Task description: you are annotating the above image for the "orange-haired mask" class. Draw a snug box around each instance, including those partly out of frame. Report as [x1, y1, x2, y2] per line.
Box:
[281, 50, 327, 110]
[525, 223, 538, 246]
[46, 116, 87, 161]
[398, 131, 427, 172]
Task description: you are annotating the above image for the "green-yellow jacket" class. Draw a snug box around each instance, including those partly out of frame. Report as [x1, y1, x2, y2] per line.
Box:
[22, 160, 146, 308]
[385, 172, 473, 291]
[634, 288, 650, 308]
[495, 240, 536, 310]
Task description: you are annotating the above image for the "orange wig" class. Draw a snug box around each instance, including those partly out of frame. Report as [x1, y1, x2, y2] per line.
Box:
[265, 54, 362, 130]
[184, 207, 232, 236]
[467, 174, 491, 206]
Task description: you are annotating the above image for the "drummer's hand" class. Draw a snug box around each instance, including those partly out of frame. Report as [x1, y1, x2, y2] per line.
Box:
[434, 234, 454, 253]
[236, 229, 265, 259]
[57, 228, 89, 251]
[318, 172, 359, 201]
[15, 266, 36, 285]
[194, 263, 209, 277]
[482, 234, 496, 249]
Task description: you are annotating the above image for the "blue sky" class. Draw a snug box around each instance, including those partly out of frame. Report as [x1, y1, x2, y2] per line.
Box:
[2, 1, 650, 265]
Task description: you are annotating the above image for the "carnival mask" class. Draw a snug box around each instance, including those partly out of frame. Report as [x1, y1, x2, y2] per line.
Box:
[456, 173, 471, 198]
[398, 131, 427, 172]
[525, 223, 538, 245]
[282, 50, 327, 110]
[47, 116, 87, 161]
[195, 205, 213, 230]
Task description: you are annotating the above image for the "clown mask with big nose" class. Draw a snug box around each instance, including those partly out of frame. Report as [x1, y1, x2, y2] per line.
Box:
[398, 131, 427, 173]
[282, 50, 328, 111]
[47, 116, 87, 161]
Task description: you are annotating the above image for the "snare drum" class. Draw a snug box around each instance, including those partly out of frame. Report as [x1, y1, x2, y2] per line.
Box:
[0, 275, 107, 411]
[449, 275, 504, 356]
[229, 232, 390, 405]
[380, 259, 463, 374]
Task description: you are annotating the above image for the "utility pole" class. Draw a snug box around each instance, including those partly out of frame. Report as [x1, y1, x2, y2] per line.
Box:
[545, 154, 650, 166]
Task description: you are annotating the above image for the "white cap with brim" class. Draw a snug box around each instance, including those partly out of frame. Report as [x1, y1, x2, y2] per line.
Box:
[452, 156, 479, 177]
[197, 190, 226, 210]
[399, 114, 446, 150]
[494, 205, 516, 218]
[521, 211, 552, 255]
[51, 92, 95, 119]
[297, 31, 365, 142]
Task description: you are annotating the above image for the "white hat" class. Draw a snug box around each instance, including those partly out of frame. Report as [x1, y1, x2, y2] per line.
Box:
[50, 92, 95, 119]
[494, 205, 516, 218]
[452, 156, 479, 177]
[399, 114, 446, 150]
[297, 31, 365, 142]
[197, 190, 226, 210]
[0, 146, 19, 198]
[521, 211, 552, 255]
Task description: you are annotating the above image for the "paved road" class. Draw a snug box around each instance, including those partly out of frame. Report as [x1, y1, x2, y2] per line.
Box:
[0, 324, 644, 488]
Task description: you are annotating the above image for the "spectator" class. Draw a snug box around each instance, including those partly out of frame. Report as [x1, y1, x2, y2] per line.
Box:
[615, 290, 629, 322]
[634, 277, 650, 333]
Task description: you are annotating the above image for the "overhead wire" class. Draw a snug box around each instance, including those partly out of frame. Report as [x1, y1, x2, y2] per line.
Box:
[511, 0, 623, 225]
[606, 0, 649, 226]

# # # # # # #

= Problem to solve =
The data above needs to be retyped in full, exactly as given.

= Solution for this task =
Task description: you are annotating the above image for the "orange-haired mask" class. Draw a snug box around each instance, including those partly out of frame. Report as [x1, y1, x2, y2] per line.
Box:
[281, 50, 327, 110]
[525, 223, 538, 246]
[46, 116, 87, 161]
[398, 131, 427, 172]
Task description: you are annotating the above image for the "green-yellow jacket" class. Draw a snug box around each instance, including those partly out of frame. Report as [x1, y1, x2, y2] per line.
Box:
[22, 160, 146, 308]
[385, 172, 473, 291]
[634, 288, 650, 308]
[495, 240, 536, 310]
Task description: you are annotating the above image for the "orange wig" class. Draw a snug box around each instance, including those partly out of frame. Report as [x1, y1, x2, y2] per line.
Box:
[265, 54, 362, 130]
[184, 207, 232, 236]
[467, 174, 491, 206]
Task description: you are annotating the above image for the "drummer's hand" class. Draw a snug box around each instance, including those partly out of frame. Report as [x1, y1, x2, y2] per line.
Box:
[434, 234, 454, 253]
[236, 229, 265, 259]
[57, 228, 89, 251]
[318, 172, 359, 201]
[15, 266, 36, 285]
[194, 263, 209, 277]
[482, 234, 496, 249]
Task description: you are annotating the above image for the "blue sky" class. Draw a snug box around each instance, including those partly out of frame. Report as [x1, y1, x2, y2] per line.
Box:
[2, 1, 650, 265]
Task description: you are annotating the above image for the "carnival mask" class. Draw a snug box around each instance, including those partly out of frame. Report as [x1, y1, x2, y2] per line.
Box:
[456, 173, 471, 198]
[398, 131, 427, 172]
[525, 223, 538, 245]
[282, 50, 327, 110]
[47, 116, 87, 161]
[195, 205, 213, 230]
Task description: you are annotating the above image for the "clown mask with big nose" class. Draw a snug box around each instance, including those partly out of frame. Report as [x1, y1, x2, y2] per line.
Box:
[398, 131, 427, 173]
[282, 50, 328, 111]
[47, 116, 87, 161]
Task description: you are annotating the above image for the "snare drum" class. Draw a snug box around each instance, including those partly out of frame. Report as [x1, y1, x2, y2] per line.
Box:
[0, 275, 107, 411]
[449, 275, 504, 356]
[229, 232, 390, 405]
[380, 259, 463, 374]
Task description: you are annotating the above image for the "utility pole" class. Draw a snug box around each instance, including those partly out of frame. Report as [x1, y1, x2, y2] per line.
Box:
[545, 154, 650, 166]
Task description: you are annotating the above image for the "white cap with brim" class. Draw a snug box around each instance, including those partly out of frame. Report as [x1, y1, x2, y2] per line.
Box:
[452, 156, 479, 177]
[197, 190, 226, 210]
[399, 114, 446, 150]
[494, 205, 516, 218]
[521, 211, 552, 255]
[51, 92, 95, 119]
[297, 31, 365, 142]
Task description: you are annotating the above image for the "white hat" class. Draw a snug box around each instance, including those partly out of frame. Report as [x1, y1, x2, y2] per line.
Box:
[50, 92, 95, 119]
[494, 205, 516, 218]
[452, 156, 479, 177]
[399, 114, 446, 150]
[297, 31, 365, 142]
[197, 190, 226, 210]
[0, 146, 19, 198]
[521, 211, 552, 255]
Task description: you are annotating the above image for the "paved road" class. Draw a snug box around each instance, including those partly out of frame. Report as [x1, y1, x2, y2] per line.
Box:
[0, 324, 644, 488]
Task description: you are annotating the above image for the "spectator" class. Draw a snug box around each instance, including those partly out of frame. Report as [x1, y1, x2, y2] per line.
Box:
[615, 290, 629, 322]
[634, 277, 650, 333]
Task description: you are annotating the above image for the "overhead wire" class. Draw a snug box around each instance, including those partly out of frame. Report as [x1, y1, x2, y2] per line.
Box:
[511, 0, 623, 225]
[606, 0, 649, 226]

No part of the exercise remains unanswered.